> **Texto fornecido**

____

O homem público, a ribalta e o declínio

"É o homenzinho que agora se tornou herói para os outros homenzinhos", destaca o autor deste artigo. Leia o que diz o jornalista Walmir de Albuquerque Barbosa.

O homem público, a ribalta e o declínio

Ednilson Maciel, por Walmir de Albuquerque Barbosa*

Publicado em: 16/06/2025 às 10:05 | Atualizado em: 16/06/2025 às 10:05

O que se convencionou chamar de “homem público” diz respeito a um construto histórico, portanto datado, sujeito a mudanças substanciais em cada etapa do desenvolvimento da modernidade.

Richard Sennett, pensador americano, tem um trabalho de referência, tido como um clássico a explicar a importância desse ator na sociedade ocidental capitalista, que ganha corpo a partir do processo de industrialização, formação das metrópoles e a redução do poder patriarcal, este muito mais afeito ao mundo rural de vida comunitária mais inclusiva.

Publicado em 1976 e editado no Brasil pela Companhia das Letras em 1988, logo, bem distante dos tempos atuais, e intitulado “O declínio do homem público”, ainda é uma referência, sobretudo para nós que fomos tocados por influências ocidentais e pelo capitalismo globalizado, mas não superamos, ainda, o machismo, o patriarcalismo e o patrimonialismo, mesmo convivendo com todas as questões da pós-modernidade.

A própria ideia de “homem público”, portanto, já suscitaria uma grande discussão de gênero que nos levaria a outras platitudes.

Outrossim, para o nosso propósito, esse declínio é mesmo referente aos “homens públicos” que temos e com os quais convivemos.

Se por um lado o homem público foi hegemônico no século após o “ancien régime”, quando era rara a presença da mulher no campo da política, por outro, a presença feminina na vida urbana é real e passa a ser fundamental nos tempos seguintes, sobretudo com o movimento feminista.

A trajetória desse homem público se fundamenta, inicialmente, na vida comunitária como liderança ligada à lealdade e ao serviço da comunidade.

O declínio desse mesmo homem público começa quando suas motivações tendem muito mais para seus próprios interesses e suas articulações se descolam desse compromisso com o bem servir. E, para uma etapa evolutiva seguinte, a sua preocupação com o culto à personalidade – o carisma e o narcisismo – como meio de obter prestígio e poder.

O que temos a partir daí são, portanto, personas que podem nos causar muitos danos:

“É o homenzinho que agora se tornou herói para os outros homenzinhos. É uma estrela: caprichosamente embalado subexposto e tão fraco a respeito do que sente, ele governa um domínio em que nada se transforma muito, até que se torne uma crise insolúvel” (O Declínio do Homem Público, p. 357).

____

Entradas de dados coletadas
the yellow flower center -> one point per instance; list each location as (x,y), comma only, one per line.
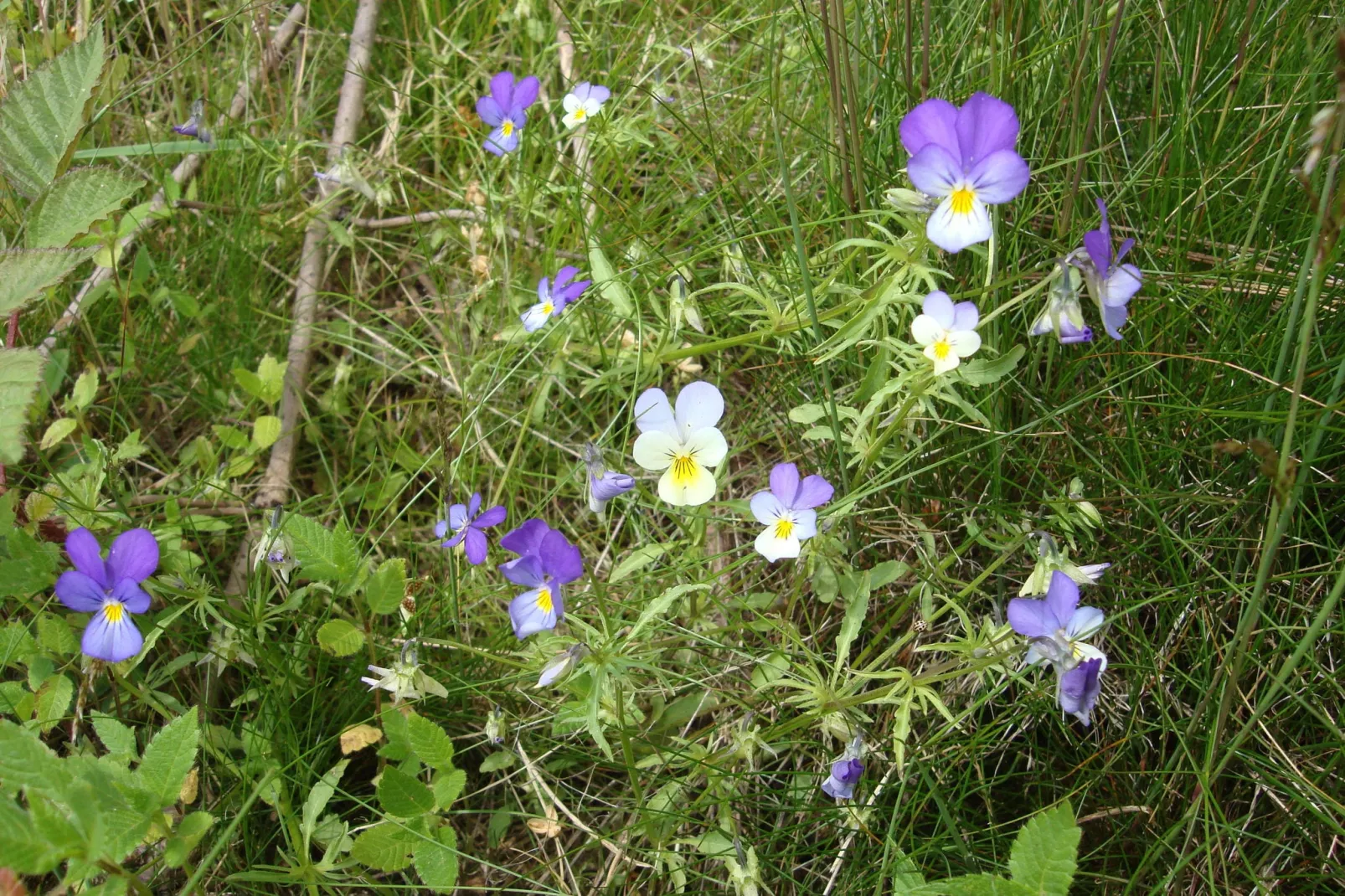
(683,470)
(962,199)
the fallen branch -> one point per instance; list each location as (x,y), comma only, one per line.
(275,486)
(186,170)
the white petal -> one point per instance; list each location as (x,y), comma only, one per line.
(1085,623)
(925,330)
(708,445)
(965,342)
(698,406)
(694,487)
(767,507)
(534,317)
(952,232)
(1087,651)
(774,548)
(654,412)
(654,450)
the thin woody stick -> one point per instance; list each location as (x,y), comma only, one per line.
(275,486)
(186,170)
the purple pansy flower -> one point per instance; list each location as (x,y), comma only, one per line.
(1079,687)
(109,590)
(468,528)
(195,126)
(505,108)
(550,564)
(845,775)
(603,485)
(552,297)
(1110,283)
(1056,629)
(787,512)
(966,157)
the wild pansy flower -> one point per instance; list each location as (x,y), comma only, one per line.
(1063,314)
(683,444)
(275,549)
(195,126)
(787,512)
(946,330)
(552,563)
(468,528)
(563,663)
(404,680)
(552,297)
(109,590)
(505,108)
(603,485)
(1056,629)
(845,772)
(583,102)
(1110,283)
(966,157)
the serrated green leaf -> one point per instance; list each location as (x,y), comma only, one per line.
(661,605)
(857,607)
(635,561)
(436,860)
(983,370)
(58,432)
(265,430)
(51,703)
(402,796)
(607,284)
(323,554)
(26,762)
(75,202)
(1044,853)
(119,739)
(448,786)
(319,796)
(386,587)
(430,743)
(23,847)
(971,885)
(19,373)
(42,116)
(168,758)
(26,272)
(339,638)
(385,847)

____

> **Tarefas propostas**
A) Transcreva literalmente, do artigo sobre o homem público, tudo o que vai de "Outrossim, para o" até "o movimento feminista.".
B) Segundo o artigo sobre o homem público, em que ano e por qual editora a obra de Richard Sennett foi editada no Brasil?
C) Prossiga o artigo sobre o homem público a partir da última frase apresentada.

> **Respostas abaixo**
A)
Outrossim, para o nosso propósito, esse declínio é mesmo referente aos “homens públicos” que temos e com os quais convivemos.

Se por um lado o homem público foi hegemônico no século após o “ancien régime”, quando era rara a presença da mulher no campo da política, por outro, a presença feminina na vida urbana é real e passa a ser fundamental nos tempos seguintes, sobretudo com o movimento feminista.

B) Em 1988, pela Companhia das Letras.

C)
Tocamos aqui num ponto que nos é atual e fácil de identificar: na política; e nas redes sociais, milhares de seguidores de cabeças sem miolo.

Os meios de comunicação evoluíram para o sistema que chamamos de mídia, têm papel relevante no sucesso efêmero de celebridades, de “mitos” e “tigres de papelão”, que usurpam para si o espaço público e o privatizam em função de seus interesses e/ou jogos de poder, tornando-se psicologicamente aptos a influenciar personalidades e ações desviantes, com iminente poder de catástrofe social.

O “laboratório de horrores” ou outro nome que se queira dar à seção de depoimentos perante o Supremo Tribunal Federal dos réus no processo que apura a tentativa de golpe de Estado é uma prova cabal do declínio de que se fala.

Acusado de ser o líder da organização criminosa, o ex-presidente da República do Brasil, acompanhado de quatro militares da mais alta patente, ex-membros do seu governo e o seu ex-ministro da Justiça, confirma a decadência do “homem público” no mais alto grau em nossa sociedade.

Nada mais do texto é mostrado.